Texto para leitura
# # # # # # #
O texto sobre o qual vamos refletir hoje é Lc 21,25-28.34-36. A Igreja propõe a leitura de textos apocalípticos e escatológicos (fim dos tempos) no tempo litúrgico do Advento, tempo de espera para celebrar o Natal, bem como de catequese espiritual. Por que refletir sobre catástrofes, fim do mundo como preparação para celebrar a memória do nascimento de Jesus e a promessa de sua nova vinda, chamada de Parusia? Trata-se de medo ou de modo de apresentar o triunfo de Deus sobre a história humana?
Primeiro, uma breve explicação do advento, palavra latina que significa “uma vinda, aproximação ou chegada”. Nas religiões do império romano, advento simbolizava a visita de uma divindade ao seu templo, bem como de pessoas ilustres e imperadores às cidades e províncias do império. Foi a partir do século IV que o cristianismo passou a utilizar o termo advento para celebrar o Natal, visto que já estava bem conhecido o uso do termo também grego, Parusia, para falar da segunda vinda de Cristo.
# # # # # # #
Rótulos de pontos de objetos
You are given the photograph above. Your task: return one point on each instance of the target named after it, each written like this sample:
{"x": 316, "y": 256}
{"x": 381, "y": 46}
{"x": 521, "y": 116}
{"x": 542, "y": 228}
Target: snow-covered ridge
# # # # # # #
Questões
1. Responda com base no texto sobre o Advento:
(a) Qual passagem bíblica é indicada para a reflexão?
(b) Em que tempo litúrgico a Igreja propõe a leitura de textos apocalípticos e escatológicos?
(c) A partir de que século o cristianismo passou a usar o termo advento para celebrar o Natal?
2. Quais significados o texto sobre o Advento atribui à palavra latina advento? Enumere todos.
3. Prossiga o texto sobre o Advento a partir da última frase apresentada.
As linhas são um material à parte, sem relação com o texto.

Respostas dos exercícios
1.
(a) Lc 21,25-28.34-36.
(b) No tempo do Advento.
(c) A partir do século IV.

2. Uma vinda; aproximação; chegada.

3.
Alguns símbolos acompanham a liturgia nos quatro domingos que antecedem o Natal. Uma coroa, construída de forma circular para significar o amor de Deus que não tem fim. O verde das folhas simboliza a vida e a esperança em Deus com a vinda de Jesus para nos salvar. Já as quatro velas, três roxas e uma rosa, significam a luz de Cristo que vem para nos iluminar. Roxo é preparação, purificação. A cor rosa é a alegria, por isso, ela é acessa no terceiro domingo do advento. Esperança, paz, alegria e o amor é o que representa cada vela.
Dito isso, procuremos entender o que a comunidade lucana quer nos dizer, sua relação com a linguagem apocalíptica. Jesus havia dito para os seus discípulos que chegaria um dia em que o imponente e luxuosos templo de Templo de Jerusalém seria destruído, não ficaria pedra sobre pedra (Lc 21,5-7). Eles, então, lhe perguntaram quando aconteceria isso, e qual sinal apareceria para indicar que essas coisas estariam para acontecer (Lc 21,5-7).
A resposta de Jesus está em Lc 21,25-28.34-36, passagem que anuncia o terror, o desastre ecológico que espalharia medo por toda parte. Na verdade, ninguém e nem Jesus sabia o dia do fim, isto é, da libertação desse mundo com suas estruturas injustas. Ele disse que estaria próximo, mas quando? Você acredita no fim do mundo? Tem medo do fim do mundo?
Na verdade, estamos diante de uma linguagem apocalíptica. Trata-se de um modo de pensar judaico que entrou no cristianismo. No modo de pensar apocalíptico há dois mundos, o de cima e o de baixo. No céu está tudo perfeito, mas no mundo cá de baixo, não. Por isso, ele vai ser destruído. Muitos acreditavam no modo como a sociedade romana estava organizada, com suas hierarquias.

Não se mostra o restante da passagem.